Aim of the task
Recast every line of the listing below as a numbered list, omitting blank lines and leaving the pictures out of the answer.

═════ Input material ═════

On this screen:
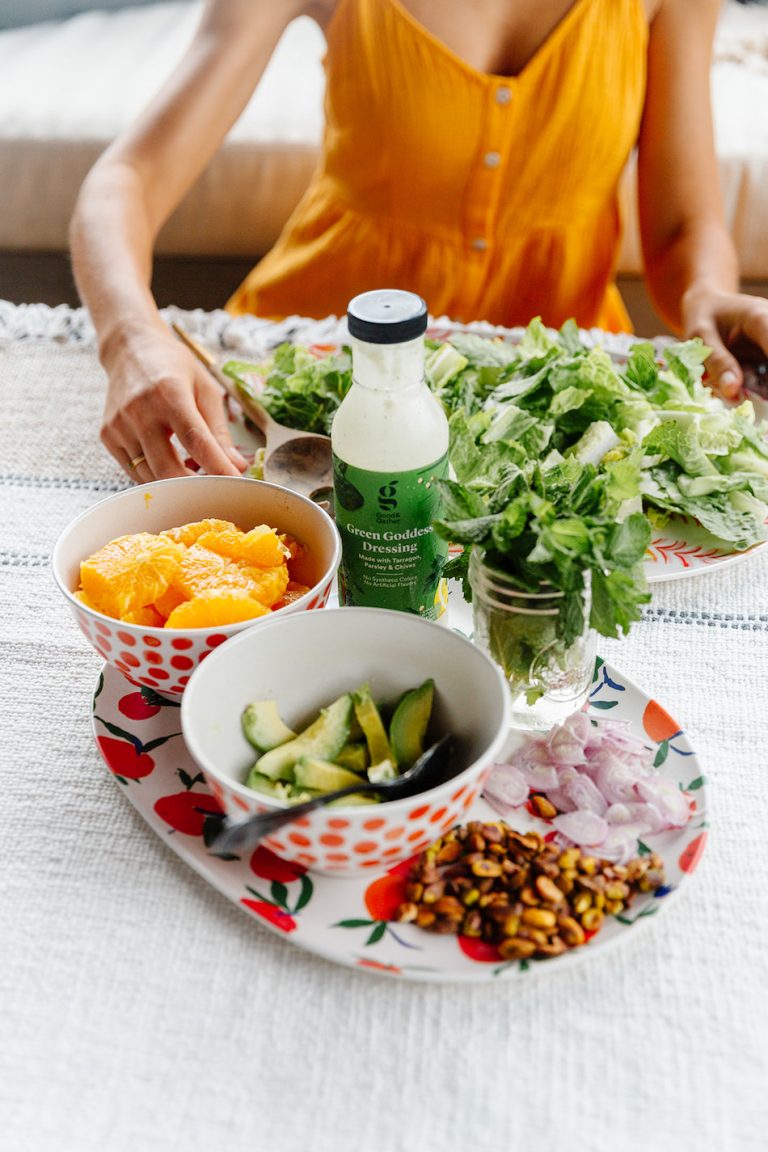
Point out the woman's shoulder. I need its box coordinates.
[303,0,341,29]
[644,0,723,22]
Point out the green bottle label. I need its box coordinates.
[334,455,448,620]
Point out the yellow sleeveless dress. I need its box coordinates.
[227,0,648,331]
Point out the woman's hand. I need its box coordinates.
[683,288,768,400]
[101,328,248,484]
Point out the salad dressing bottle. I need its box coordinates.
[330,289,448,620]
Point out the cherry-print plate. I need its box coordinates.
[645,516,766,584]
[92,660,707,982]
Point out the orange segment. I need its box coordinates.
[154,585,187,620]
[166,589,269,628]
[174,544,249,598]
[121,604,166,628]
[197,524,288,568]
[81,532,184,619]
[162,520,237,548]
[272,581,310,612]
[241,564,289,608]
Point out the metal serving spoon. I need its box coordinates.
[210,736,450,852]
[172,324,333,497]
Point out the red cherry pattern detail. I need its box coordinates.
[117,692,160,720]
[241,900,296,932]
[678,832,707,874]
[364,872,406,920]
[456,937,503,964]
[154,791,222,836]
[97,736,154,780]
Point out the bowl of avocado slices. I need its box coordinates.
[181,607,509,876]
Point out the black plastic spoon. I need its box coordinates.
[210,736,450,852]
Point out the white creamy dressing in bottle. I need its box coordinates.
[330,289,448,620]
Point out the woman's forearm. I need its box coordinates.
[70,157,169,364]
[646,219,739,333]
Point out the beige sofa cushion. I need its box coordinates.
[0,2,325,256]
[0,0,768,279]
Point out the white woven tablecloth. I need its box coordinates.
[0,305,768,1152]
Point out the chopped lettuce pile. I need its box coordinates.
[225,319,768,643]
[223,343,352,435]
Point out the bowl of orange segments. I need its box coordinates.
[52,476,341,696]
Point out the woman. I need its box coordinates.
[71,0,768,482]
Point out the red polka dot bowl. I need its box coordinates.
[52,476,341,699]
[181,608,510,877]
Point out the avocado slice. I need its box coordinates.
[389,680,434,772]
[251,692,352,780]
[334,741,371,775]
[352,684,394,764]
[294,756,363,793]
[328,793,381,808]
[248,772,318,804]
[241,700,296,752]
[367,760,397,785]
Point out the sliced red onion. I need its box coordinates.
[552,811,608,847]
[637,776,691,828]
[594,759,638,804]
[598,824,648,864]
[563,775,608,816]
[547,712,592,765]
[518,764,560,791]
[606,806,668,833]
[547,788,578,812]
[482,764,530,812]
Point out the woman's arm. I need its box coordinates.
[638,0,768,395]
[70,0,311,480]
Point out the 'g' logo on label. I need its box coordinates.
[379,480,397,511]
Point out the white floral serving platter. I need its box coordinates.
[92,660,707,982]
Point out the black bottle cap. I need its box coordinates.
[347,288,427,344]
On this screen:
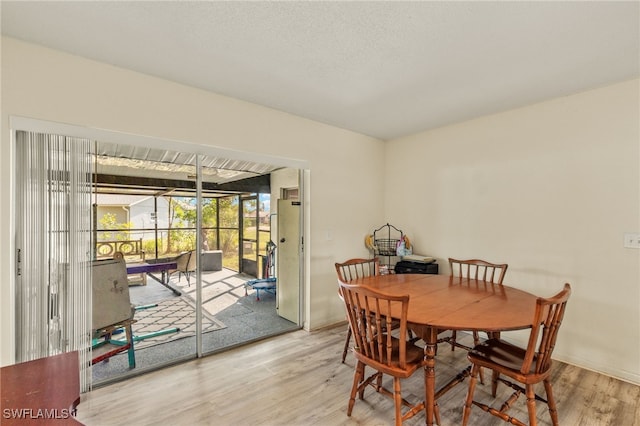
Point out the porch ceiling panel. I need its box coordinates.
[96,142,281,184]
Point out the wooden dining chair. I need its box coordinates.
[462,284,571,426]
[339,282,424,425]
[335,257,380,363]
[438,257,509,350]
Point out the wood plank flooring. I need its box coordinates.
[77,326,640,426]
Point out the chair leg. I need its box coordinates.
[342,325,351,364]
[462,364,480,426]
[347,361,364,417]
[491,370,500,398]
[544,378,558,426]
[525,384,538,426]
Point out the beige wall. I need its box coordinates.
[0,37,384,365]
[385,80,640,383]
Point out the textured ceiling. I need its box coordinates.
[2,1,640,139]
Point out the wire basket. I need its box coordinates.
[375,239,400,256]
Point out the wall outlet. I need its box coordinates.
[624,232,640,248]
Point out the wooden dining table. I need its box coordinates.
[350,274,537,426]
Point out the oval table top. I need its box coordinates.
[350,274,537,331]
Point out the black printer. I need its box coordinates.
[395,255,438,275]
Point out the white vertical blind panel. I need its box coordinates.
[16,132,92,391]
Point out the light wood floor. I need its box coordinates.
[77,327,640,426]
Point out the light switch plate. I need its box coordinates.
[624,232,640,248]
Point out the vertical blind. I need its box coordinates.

═════

Output of the task
1. On this screen:
2. Point out the woman's shoulder. I need its box coordinates.
3. [303,0,341,29]
4. [644,0,723,22]
5. Point out the green bottle label. I need its box coordinates.
6. [334,455,448,620]
7. Point out the yellow sleeveless dress. I need its box coordinates.
8. [227,0,648,331]
9. Point out the woman's hand. I need its box coordinates.
10. [683,288,768,400]
11. [101,328,248,484]
12. Point out the salad dressing bottle. I need its box coordinates.
13. [330,289,448,620]
14. Point out the cherry-print plate. I need its box coordinates.
15. [645,516,766,584]
16. [92,660,707,982]
17. Point out the orange segment. I need its box coordinates.
18. [154,585,187,620]
19. [166,589,269,628]
20. [174,544,249,598]
21. [121,604,166,628]
22. [197,524,288,568]
23. [81,532,184,619]
24. [162,520,237,548]
25. [272,581,310,612]
26. [241,564,289,608]
27. Point out the metal serving spoon. I need its box coordinates.
28. [210,736,450,852]
29. [172,324,333,497]
30. Point out the red cherry pattern detail. I need its box coordinates.
31. [117,692,160,720]
32. [241,900,296,932]
33. [678,832,707,874]
34. [364,872,406,920]
35. [456,937,503,964]
36. [154,791,222,836]
37. [97,736,154,780]
38. Point out the bowl of avocado slices. I need its box coordinates.
39. [181,607,509,876]
40. Point out the black plastic spoon. I need its box coordinates.
41. [210,736,450,852]
42. Point out the white creamy dressing in bottle. I need its box coordinates.
43. [330,289,448,620]
44. Point out the woman's forearm. I need its box coordinates.
45. [70,157,169,364]
46. [646,219,739,333]
47. Point out the beige sofa cushion. I need its box coordinates.
48. [0,2,325,256]
49. [0,0,768,279]
50. Point out the white woven tablecloth. I need its box coordinates.
51. [0,305,768,1152]
52. Point out the chopped lettuce pile. I need its box coordinates.
53. [225,319,768,643]
54. [223,343,352,435]
55. Point out the bowl of orange segments. I need its box coordinates.
56. [52,476,341,696]
57. Point out the woman. I need its box coordinates.
58. [71,0,768,482]
59. Point out the red polka dot bowl. I need its box coordinates.
60. [52,476,341,699]
61. [181,608,510,877]
62. Point out the avocado slice. I need its box coordinates.
63. [389,680,434,772]
64. [251,692,352,780]
65. [334,741,371,775]
66. [352,684,394,764]
67. [294,756,363,793]
68. [328,793,381,808]
69. [248,772,318,804]
70. [241,700,296,752]
71. [367,760,397,785]
72. Point out the sliced red onion. I need its box coordinates.
73. [552,811,608,847]
74. [637,776,691,828]
75. [594,759,638,804]
76. [598,824,648,864]
77. [563,775,608,816]
78. [547,712,592,765]
79. [518,764,560,791]
80. [606,806,668,833]
81. [547,788,578,812]
82. [482,764,530,812]
83. Point out the woman's arm. I need its box coordinates.
84. [638,0,768,395]
85. [70,0,311,480]
86. Point out the 'g' logo on label. I need its box coordinates.
87. [379,480,397,511]
88. Point out the white floral serving platter. I need its box coordinates.
89. [92,660,707,982]
90. Point out the black bottle cap. I need its box coordinates.
91. [347,288,427,344]
92. On this screen:
93. Point out the porch ceiling panel. I need its box coordinates.
94. [96,142,281,184]
95. Point out the wooden dining chair. I need its box coordinates.
96. [462,284,571,426]
97. [339,282,424,425]
98. [335,257,380,363]
99. [438,257,509,350]
100. Point out the wood plank flooring. I need its box coordinates.
101. [77,326,640,426]
102. Point out the chair leg. I need its box coordinates.
103. [342,325,351,364]
104. [462,364,480,426]
105. [347,361,364,417]
106. [491,370,500,398]
107. [544,378,558,426]
108. [525,384,538,426]
109. Point out the beige wall. I need its box coordinates.
110. [0,37,384,365]
111. [385,80,640,383]
112. Point out the textured ceiling. I need its box coordinates.
113. [2,1,640,139]
114. Point out the wire basket. I need its box coordinates.
115. [375,239,400,256]
116. Point out the wall outlet. I need its box coordinates.
117. [624,232,640,248]
118. Point out the wooden dining table. I need its box coordinates.
119. [350,274,537,426]
120. Point out the oval table top. I need its box coordinates.
121. [350,274,537,331]
122. Point out the black printer. I need its box coordinates.
123. [395,255,438,275]
124. Point out the white vertical blind panel. I need its box coordinates.
125. [16,132,92,391]
126. Point out the light wood floor. I need its box coordinates.
127. [77,327,640,426]
128. Point out the light switch plate. I need its box coordinates.
129. [624,232,640,248]
130. Point out the vertical blind. I need its box coordinates.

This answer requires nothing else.